Check your understanding
1 - Print the part of the cabin fever post between "Cabin Fever" and "from the in-laws.", inclusive.
2 - Answer these questions using the cabin fever post.
(a) Which state is the writer waiting to move to?
(b) Who does the writer have to borrow money from?
(c) How many days does the writer say are left to wait?

Cabin Fever

I has it. And with me not leaving the state of CA for another month I am not sure how I am going to manage. I still have no work and have not heard from any of the jobs I have previously applied for, in terms of a job I can do to tide me over til I get to AZ. It is very hard for me to stay here with nothing to show for it. No money, no job, nothing to do and in the end nothing to help me with my transition except for money that I have to borrow from the in-laws.

I have said many times that I am grateful for the help that they have given us while we were here in CA, but there comes a point where a man has to stand on his own two feet and be able to support his family without support from others. I am not saying that if we fall on hard times we are made to suffer, but there comes a point where a man has ot exist on his own or there is no point to existing. Not to mention it is not fair to my wife and daughter for us to have to live like this. If I can not provide for them then who am I?

I know it is only a matter of thirty days, but that is a long time when you have nothing to hold you over. I am trying to think of a way to make some money to hold me over, but it seems impossible to do from this state. It is just so hard to be on he brink of something great when you are forced to wait for the chips to fall into place. I’m trying to be patient, I really am, it’s just that I want my family to be supported and happy, that is my primary concern.

Well, I guess at this point, that is all I can do, wait and pray, Fiat Voluntas Tua.

Data under study
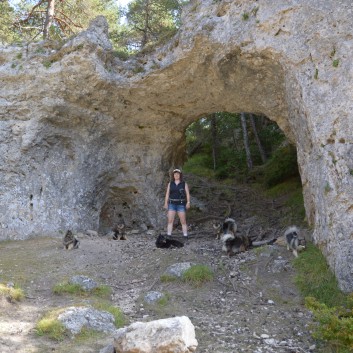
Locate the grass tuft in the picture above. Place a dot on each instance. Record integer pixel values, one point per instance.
(168, 278)
(101, 291)
(332, 309)
(197, 275)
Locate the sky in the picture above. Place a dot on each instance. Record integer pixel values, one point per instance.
(123, 2)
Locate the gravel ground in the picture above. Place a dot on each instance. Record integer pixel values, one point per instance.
(251, 305)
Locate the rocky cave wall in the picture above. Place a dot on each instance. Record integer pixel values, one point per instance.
(87, 139)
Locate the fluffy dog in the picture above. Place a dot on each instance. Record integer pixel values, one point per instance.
(70, 242)
(217, 227)
(233, 243)
(165, 242)
(292, 240)
(229, 226)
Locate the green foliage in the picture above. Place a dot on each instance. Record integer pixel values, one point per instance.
(335, 63)
(14, 293)
(197, 275)
(51, 327)
(168, 278)
(331, 308)
(282, 165)
(26, 20)
(315, 279)
(335, 325)
(101, 291)
(231, 157)
(199, 164)
(245, 16)
(7, 33)
(150, 20)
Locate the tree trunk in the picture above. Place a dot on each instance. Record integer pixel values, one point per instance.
(49, 18)
(258, 142)
(146, 24)
(246, 140)
(214, 140)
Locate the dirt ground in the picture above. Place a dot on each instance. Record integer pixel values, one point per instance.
(251, 305)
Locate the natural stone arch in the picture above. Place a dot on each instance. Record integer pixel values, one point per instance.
(83, 132)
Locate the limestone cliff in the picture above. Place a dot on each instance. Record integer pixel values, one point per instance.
(86, 138)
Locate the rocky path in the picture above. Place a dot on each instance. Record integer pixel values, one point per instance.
(251, 305)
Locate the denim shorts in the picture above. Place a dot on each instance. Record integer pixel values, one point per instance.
(176, 208)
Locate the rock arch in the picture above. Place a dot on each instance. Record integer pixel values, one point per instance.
(86, 137)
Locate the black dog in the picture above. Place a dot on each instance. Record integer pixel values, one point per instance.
(164, 242)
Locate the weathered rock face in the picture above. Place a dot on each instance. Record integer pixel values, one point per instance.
(86, 139)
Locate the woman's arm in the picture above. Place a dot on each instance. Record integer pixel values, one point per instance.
(167, 196)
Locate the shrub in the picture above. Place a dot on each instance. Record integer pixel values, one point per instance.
(331, 308)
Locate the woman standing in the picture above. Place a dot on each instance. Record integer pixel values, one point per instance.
(177, 200)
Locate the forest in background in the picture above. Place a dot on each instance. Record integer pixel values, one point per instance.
(225, 146)
(141, 24)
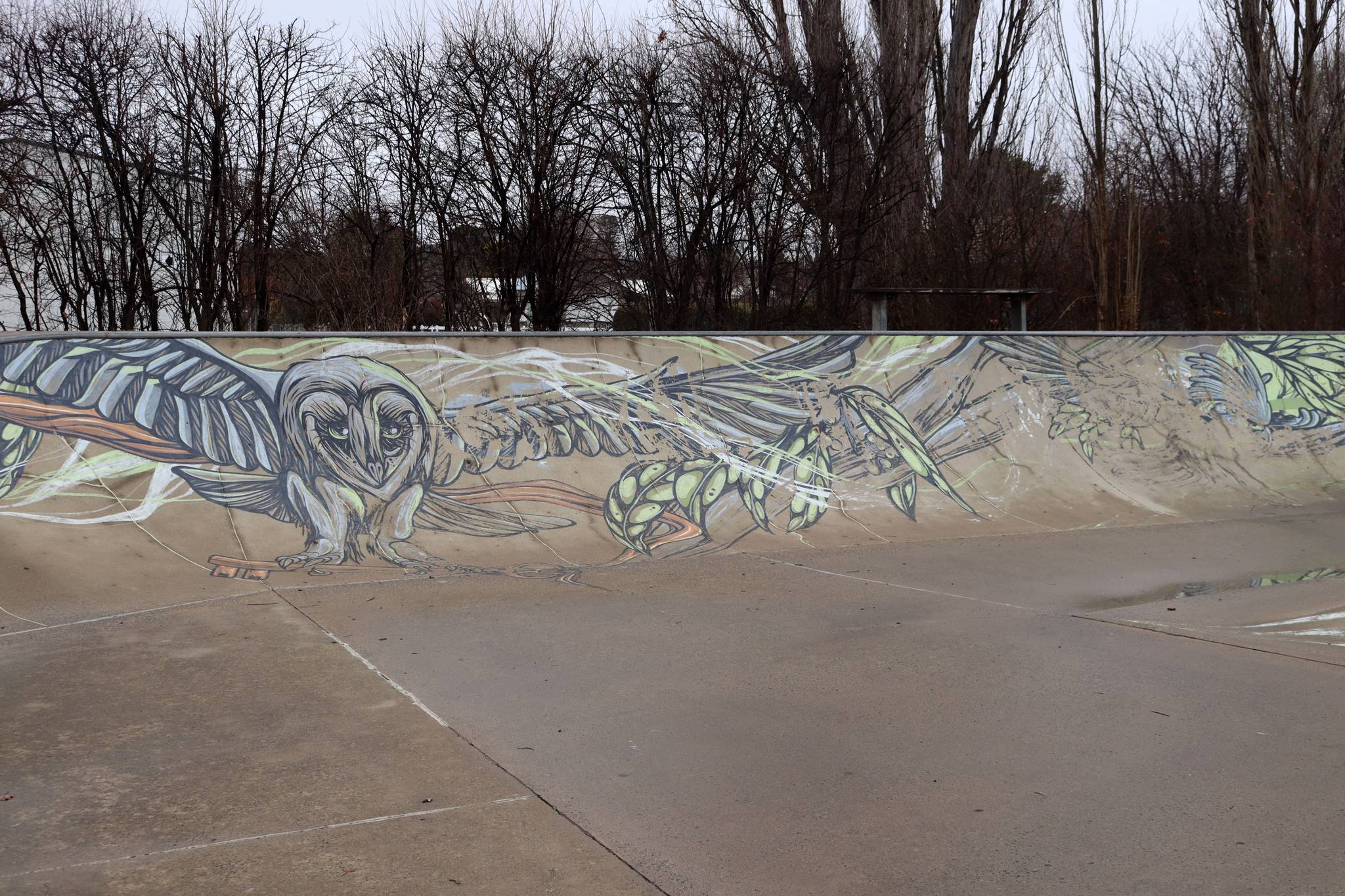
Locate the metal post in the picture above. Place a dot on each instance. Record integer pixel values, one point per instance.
(879, 313)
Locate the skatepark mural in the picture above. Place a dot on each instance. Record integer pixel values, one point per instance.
(359, 452)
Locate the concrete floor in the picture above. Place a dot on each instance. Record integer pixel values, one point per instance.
(1057, 712)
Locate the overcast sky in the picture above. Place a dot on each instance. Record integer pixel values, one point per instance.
(354, 16)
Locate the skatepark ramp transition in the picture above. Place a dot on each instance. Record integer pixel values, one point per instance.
(209, 458)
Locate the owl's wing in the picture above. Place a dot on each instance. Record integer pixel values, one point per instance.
(1222, 387)
(162, 399)
(1061, 368)
(681, 414)
(1039, 359)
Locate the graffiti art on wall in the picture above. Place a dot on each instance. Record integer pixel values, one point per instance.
(363, 444)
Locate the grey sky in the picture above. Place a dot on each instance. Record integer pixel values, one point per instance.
(354, 16)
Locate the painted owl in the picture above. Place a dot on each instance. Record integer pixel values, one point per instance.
(354, 453)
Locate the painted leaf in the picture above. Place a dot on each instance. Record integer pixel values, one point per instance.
(891, 426)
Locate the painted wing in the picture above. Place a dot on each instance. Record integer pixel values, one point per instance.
(1061, 368)
(677, 414)
(1220, 387)
(163, 399)
(1306, 372)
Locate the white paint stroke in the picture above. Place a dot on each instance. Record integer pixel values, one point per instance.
(271, 836)
(1320, 617)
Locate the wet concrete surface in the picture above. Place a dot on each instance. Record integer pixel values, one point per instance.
(967, 716)
(236, 747)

Task-by-task answers
1 -
Cabin Fever

I has it. And with me not leaving the state of CA for another month I am not sure how I am going to manage. I still have no work and have not heard from any of the jobs I have previously applied for, in terms of a job I can do to tide me over til I get to AZ. It is very hard for me to stay here with nothing to show for it. No money, no job, nothing to do and in the end nothing to help me with my transition except for money that I have to borrow from the in-laws.

2 -
(a) AZ.
(b) The in-laws.
(c) Thirty days.